AMY GOODMAN: It still took a few years before Hawaii was ultimately annexed.
STEPHEN KINZER: It's a very interesting story. Immediately after the revolution, the revolutionaries went back to Washington and, sure enough, President Harrison, as he promised, submitted to the U.S. Congress a law to bring Hawaii into the U.S., but there was a great resistance to this when it was understood how the coup was organized and on whose behalf it was organized, so the Congress did not immediately approve the annexation of Hawaii.
And right at that time, the presidency changed. The Republican, Benjamin Harrison, was out of office, and the new president, a Democrat, Grover Cleveland, came in. He was against annexation. He was an anti-imperialist. He withdrew the treaty. And that meant that Hawaii had to become an independent country for a few years, until the next Republican president came into office, McKinley. And then, at the height of the Spanish-American War, when the U.S. was taking the Philippines, Hawaii was presented to the U.S. as a vital midway station between California and the Philippines. And it was at that time, five years after the revolution, that Hawaii was actually brought into the United States.

I was feeling pretty good about myself while they were discussing that because I'd just found about it recently. But then I saw something online and thought I really should note it.

This is from Friday and it's by Chris Newmarker, of the Associated Press, the article's entitled
"Native Hawaiians Honor Grover Cleveland:"

When it comes to Grover Cleveland, many Americans, even residents of his home state of New Jersey, have trouble recalling anything about him except that he is the only president ever to serve non-consecutive terms.
But 5,000 miles away, Native Hawaiians credit Cleveland with sticking up for their rights and sovereignty in the 1890s, when sugar plantation owners overthrew their queen and asked for annexation by the United States.
So it was on Thursday that three Native Hawaiians landed at New York's LaGuardia Airport, carrying about 20 leis, and found themselves getting lost on New Jersey roads as they searched for Cleveland's birthplace in Caldwell and the town's First Presbyterian Church, where his father was a pastor.
The Hawaiians are in New Jersey this weekend to pay their respects to Cleveland in Caldwell and at his grave site in Princeton.

Friday morning, I hear Grover Cleveland's name for the first time, I didn't know about his part in it (or in stopping it), and then I saw this online. I really know nothing about Grover Cleveland other than that he was a president and, as of yesterday, that he stopped the empire from grabbing Hawaii. Possibly, that's why he served only one term?

------------------------------

What to do
1) In the text on Hawaii's annexation, how many years after the revolution was Hawaii brought into the United States?
2) From the text on Hawaii's annexation, copy word for word the part that opens with the words containing "When it comes" and closes with "site in Princeton.".

Given material
------------------------------

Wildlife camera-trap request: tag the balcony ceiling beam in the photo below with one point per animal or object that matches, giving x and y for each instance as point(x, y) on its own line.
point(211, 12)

------------------------------

Completed exercise
1) Five years.

2)
When it comes to Grover Cleveland, many Americans, even residents of his home state of New Jersey, have trouble recalling anything about him except that he is the only president ever to serve non-consecutive terms.
But 5,000 miles away, Native Hawaiians credit Cleveland with sticking up for their rights and sovereignty in the 1890s, when sugar plantation owners overthrew their queen and asked for annexation by the United States.
So it was on Thursday that three Native Hawaiians landed at New York's LaGuardia Airport, carrying about 20 leis, and found themselves getting lost on New Jersey roads as they searched for Cleveland's birthplace in Caldwell and the town's First Presbyterian Church, where his father was a pastor.
The Hawaiians are in New Jersey this weekend to pay their respects to Cleveland in Caldwell and at his grave site in Princeton.